**DIRECTIVE A**
Write out the mailing-list message on the OVS 2.9 mempool issue word for word, in full.
======== SOURCE DOCUMENT ========
Re: [ovs-discuss] Mempool issue for OVS 2.9

2018-01-29 Thread Kevin Traynor
On 01/26/2018 05:27 PM, Stokes, Ian wrote:
>> -Original Message-
>> From: Kevin Traynor [mailto:ktray...@redhat.com]
>> Sent: Friday, January 26, 2018 3:48 PM
>> To: Ilya Maximets ; Stokes, Ian
>> ; ovs-discuss@openvswitch.org
>> Cc: Flavio Leitner ; Loftus, Ciara
>> ; Kavanagh, Mark B ;
>> Jan Scheurich (jan.scheur...@ericsson.com) ;
>> Ben Pfaff (b...@ovn.org) ; acon...@redhat.com; Venkatesan
>> Pradeep 
>> Subject: Re: Mempool issue for OVS 2.9
>>
>> hOn 01/26/2018 03:16 PM, Ilya Maximets wrote:
>>> On 26.01.2018 15:00, Stokes, Ian wrote:
 Hi All,

 Recently an issue was raised regarding the move from a single shared
>> mempool model that was in place up to OVS 2.8, to a mempool per port model
>> introduced in 2.9.

 https://mail.openvswitch.org/pipermail/ovs-discuss/2018-January/04602
 1.html

 The per port mempool model was introduced in September 5th with commit
>> d555d9bded to allow fine grain control on a per port case of memory usage.
======== LISTED ENTRIES ========
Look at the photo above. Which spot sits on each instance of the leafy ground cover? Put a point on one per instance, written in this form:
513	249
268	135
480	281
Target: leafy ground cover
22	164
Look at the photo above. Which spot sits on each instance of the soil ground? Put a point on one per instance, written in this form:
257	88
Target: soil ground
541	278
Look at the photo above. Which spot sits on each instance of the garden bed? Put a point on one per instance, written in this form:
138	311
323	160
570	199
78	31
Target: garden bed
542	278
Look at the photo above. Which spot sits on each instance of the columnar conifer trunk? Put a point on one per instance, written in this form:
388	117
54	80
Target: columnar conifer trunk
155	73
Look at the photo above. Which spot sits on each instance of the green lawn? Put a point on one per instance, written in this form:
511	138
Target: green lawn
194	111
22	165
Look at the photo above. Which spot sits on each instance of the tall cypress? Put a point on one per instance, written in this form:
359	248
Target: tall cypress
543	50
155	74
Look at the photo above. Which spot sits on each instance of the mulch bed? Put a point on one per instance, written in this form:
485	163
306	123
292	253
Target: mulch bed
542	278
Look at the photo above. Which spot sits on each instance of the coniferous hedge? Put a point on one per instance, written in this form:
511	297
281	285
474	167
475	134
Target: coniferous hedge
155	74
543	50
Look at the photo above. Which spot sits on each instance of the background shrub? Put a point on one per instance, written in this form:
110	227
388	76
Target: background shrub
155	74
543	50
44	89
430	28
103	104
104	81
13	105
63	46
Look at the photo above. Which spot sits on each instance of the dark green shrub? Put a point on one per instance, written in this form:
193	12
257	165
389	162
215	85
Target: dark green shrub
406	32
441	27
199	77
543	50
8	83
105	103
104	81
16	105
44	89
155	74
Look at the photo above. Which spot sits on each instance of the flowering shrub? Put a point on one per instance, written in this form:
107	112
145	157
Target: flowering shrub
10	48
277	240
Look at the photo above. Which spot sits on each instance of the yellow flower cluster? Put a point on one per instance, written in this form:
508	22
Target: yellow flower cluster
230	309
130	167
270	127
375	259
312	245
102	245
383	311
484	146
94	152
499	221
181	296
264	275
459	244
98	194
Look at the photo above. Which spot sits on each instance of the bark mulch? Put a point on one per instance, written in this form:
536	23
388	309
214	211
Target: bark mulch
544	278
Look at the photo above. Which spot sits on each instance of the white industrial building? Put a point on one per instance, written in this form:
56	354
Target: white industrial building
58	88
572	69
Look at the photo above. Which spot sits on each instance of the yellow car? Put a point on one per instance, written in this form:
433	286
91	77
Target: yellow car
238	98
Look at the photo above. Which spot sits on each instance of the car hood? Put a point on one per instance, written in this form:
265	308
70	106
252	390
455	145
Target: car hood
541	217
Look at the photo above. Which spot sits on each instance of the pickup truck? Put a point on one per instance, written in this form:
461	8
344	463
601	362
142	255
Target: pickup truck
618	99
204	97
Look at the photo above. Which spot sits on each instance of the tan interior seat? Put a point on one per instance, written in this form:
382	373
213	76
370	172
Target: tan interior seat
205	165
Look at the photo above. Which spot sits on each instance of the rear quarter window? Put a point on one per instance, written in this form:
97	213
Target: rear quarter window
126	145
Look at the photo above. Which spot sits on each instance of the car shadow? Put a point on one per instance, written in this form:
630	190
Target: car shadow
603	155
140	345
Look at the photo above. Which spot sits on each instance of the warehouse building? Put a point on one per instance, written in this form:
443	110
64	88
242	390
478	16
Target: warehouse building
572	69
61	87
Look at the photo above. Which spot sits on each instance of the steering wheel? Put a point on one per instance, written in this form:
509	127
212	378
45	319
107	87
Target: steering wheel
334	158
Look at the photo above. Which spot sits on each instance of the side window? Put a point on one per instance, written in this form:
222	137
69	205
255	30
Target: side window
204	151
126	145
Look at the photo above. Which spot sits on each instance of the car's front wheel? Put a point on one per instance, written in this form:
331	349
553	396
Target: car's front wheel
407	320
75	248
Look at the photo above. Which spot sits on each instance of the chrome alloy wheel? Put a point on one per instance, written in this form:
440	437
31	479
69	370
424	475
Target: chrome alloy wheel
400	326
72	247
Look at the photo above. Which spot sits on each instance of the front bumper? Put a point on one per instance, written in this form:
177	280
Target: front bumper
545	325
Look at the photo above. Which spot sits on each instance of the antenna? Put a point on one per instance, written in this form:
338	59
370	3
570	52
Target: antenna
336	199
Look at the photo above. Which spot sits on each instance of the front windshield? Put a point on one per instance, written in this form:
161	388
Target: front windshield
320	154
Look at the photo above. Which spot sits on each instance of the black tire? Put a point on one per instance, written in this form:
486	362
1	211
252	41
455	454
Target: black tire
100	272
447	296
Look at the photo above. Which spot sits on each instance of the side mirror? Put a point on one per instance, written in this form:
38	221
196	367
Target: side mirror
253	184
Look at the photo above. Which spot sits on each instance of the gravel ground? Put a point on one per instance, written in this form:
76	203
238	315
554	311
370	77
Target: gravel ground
========
**DIRECTIVE B**
Please gather every line of the entries that contains the word "background", and treat uppercase and lowercase as different.

**TASK RESULT A**
Re: [ovs-discuss] Mempool issue for OVS 2.9

2018-01-29 Thread Kevin Traynor
On 01/26/2018 05:27 PM, Stokes, Ian wrote:
>> -Original Message-
>> From: Kevin Traynor [mailto:ktray...@redhat.com]
>> Sent: Friday, January 26, 2018 3:48 PM
>> To: Ilya Maximets ; Stokes, Ian
>> ; ovs-discuss@openvswitch.org
>> Cc: Flavio Leitner ; Loftus, Ciara
>> ; Kavanagh, Mark B ;
>> Jan Scheurich (jan.scheur...@ericsson.com) ;
>> Ben Pfaff (b...@ovn.org) ; acon...@redhat.com; Venkatesan
>> Pradeep 
>> Subject: Re: Mempool issue for OVS 2.9
>>
>> hOn 01/26/2018 03:16 PM, Ilya Maximets wrote:
>>> On 26.01.2018 15:00, Stokes, Ian wrote:
 Hi All,

 Recently an issue was raised regarding the move from a single shared
>> mempool model that was in place up to OVS 2.8, to a mempool per port model
>> introduced in 2.9.

 https://mail.openvswitch.org/pipermail/ovs-discuss/2018-January/04602
 1.html

 The per port mempool model was introduced in September 5th with commit
>> d555d9bded to allow fine grain control on a per port case of memory usage.

**TASK RESULT B**
Look at the photo above. Which spot sits on each instance of the background shrub? Put a point on one per instance, written in this form:
Target: background shrub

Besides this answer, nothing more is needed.